'''
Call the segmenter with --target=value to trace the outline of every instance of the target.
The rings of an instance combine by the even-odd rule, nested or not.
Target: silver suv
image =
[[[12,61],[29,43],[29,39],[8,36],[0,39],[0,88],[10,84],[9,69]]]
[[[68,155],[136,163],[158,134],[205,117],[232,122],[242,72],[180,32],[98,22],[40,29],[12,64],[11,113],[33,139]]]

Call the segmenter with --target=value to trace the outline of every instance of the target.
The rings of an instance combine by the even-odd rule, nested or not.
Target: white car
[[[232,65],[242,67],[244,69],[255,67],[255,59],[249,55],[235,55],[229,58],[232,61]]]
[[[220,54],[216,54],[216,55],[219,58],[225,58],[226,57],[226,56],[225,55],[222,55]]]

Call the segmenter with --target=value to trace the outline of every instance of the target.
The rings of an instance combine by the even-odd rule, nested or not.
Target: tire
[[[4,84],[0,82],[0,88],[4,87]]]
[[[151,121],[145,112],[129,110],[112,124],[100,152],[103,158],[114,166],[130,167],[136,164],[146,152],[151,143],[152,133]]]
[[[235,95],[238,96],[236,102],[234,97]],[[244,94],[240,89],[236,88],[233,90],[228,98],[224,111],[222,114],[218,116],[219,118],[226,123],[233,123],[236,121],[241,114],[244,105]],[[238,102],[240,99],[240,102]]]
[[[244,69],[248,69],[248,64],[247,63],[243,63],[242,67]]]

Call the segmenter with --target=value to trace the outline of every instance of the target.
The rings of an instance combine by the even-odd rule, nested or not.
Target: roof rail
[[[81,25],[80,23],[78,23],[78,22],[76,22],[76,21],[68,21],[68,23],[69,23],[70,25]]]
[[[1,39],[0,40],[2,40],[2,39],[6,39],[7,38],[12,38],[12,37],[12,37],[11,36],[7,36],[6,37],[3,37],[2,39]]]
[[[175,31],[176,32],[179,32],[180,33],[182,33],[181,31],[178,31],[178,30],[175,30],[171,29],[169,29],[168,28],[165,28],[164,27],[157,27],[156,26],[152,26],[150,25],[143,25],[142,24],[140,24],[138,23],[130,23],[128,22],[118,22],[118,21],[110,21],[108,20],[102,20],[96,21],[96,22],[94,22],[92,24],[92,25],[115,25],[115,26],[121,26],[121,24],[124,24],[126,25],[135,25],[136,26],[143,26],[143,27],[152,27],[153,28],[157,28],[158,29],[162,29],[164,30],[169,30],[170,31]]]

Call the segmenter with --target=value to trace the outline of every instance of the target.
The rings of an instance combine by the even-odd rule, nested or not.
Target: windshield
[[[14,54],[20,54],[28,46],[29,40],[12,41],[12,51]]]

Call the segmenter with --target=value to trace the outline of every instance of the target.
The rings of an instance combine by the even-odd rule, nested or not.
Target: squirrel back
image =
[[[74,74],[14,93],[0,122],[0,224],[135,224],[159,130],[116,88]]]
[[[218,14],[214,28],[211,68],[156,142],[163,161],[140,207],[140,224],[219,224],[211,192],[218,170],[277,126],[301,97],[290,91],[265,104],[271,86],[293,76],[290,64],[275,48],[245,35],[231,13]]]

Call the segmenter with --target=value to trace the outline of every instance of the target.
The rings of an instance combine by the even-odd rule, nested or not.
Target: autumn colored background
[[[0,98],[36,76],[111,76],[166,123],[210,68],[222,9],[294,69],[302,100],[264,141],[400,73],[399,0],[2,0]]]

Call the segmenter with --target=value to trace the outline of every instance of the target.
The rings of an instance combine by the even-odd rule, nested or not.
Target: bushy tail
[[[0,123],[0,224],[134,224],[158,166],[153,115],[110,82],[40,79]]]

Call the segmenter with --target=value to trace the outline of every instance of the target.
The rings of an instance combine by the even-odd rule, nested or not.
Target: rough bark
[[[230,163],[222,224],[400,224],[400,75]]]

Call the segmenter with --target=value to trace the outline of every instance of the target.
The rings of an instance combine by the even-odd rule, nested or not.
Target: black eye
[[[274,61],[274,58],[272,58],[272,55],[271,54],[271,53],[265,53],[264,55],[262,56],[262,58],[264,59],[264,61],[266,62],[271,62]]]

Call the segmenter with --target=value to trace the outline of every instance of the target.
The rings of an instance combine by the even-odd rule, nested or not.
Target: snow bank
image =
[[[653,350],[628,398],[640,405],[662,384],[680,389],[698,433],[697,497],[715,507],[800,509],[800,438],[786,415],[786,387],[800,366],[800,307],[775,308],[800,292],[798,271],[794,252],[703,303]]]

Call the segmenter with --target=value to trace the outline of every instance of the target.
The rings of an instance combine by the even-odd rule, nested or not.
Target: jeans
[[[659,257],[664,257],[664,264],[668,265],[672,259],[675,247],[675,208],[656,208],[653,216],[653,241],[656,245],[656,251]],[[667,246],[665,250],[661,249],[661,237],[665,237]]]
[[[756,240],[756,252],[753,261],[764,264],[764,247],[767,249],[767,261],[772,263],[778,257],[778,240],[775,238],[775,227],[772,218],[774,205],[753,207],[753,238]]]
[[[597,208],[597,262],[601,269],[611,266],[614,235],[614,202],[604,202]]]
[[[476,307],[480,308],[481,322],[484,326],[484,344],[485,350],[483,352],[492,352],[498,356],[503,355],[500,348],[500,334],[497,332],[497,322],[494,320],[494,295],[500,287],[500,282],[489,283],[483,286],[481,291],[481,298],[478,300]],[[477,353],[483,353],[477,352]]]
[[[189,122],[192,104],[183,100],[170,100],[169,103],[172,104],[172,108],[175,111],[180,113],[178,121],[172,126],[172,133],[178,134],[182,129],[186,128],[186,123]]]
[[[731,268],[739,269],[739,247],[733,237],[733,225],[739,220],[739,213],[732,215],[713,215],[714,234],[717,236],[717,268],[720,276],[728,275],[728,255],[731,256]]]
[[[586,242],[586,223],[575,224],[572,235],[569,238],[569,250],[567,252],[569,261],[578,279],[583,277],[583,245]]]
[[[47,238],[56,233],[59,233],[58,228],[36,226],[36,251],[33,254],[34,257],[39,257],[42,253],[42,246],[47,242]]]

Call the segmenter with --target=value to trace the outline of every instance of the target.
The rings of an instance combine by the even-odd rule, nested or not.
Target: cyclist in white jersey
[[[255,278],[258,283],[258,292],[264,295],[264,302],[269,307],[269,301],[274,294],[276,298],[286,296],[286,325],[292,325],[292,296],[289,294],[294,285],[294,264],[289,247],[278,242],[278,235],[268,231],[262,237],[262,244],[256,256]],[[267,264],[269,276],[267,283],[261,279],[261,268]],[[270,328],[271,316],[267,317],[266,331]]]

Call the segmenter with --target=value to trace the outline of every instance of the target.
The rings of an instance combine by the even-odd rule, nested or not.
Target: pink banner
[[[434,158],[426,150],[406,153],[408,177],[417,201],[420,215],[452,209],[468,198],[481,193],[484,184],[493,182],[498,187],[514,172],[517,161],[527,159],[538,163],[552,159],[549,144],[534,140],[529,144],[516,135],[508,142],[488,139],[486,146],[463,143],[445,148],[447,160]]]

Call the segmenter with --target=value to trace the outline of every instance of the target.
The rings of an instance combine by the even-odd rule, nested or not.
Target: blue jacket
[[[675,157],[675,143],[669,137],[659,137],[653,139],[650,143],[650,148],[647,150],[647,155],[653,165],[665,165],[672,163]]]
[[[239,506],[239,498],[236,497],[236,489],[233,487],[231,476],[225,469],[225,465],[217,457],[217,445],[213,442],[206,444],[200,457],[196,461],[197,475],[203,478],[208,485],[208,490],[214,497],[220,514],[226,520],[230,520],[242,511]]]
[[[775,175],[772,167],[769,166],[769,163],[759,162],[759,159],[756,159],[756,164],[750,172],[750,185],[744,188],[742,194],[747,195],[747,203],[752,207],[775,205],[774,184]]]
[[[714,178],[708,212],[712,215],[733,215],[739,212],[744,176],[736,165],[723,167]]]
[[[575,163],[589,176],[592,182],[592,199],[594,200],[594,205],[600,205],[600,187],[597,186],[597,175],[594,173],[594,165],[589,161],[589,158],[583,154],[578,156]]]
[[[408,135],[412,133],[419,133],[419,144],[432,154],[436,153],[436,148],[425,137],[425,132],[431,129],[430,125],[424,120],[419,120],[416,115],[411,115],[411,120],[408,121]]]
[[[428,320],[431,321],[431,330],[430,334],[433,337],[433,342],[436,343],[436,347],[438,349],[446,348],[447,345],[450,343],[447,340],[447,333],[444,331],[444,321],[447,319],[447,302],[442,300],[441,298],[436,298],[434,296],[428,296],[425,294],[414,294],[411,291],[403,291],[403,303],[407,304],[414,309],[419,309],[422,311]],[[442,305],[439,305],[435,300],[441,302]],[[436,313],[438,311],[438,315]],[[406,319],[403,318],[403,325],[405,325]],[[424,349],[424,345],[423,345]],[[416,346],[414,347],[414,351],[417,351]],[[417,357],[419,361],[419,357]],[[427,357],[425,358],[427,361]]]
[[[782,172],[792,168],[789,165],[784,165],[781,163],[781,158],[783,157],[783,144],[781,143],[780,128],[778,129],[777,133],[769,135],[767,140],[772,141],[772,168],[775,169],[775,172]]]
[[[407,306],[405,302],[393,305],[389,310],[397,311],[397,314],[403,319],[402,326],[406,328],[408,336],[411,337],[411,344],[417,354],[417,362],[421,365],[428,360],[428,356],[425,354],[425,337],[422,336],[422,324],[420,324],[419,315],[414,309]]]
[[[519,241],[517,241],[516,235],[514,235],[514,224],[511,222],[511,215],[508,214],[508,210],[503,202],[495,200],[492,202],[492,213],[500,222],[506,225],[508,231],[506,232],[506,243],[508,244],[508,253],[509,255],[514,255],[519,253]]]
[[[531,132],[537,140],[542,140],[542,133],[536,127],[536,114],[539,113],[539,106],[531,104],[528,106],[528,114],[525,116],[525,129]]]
'''
- WHAT YOU HAVE TO DO:
Find every line of the data above that contains the word "white", matching case, and copy each one.

- TASK RESPONSE:
Target: white car
Target: cyclist in white jersey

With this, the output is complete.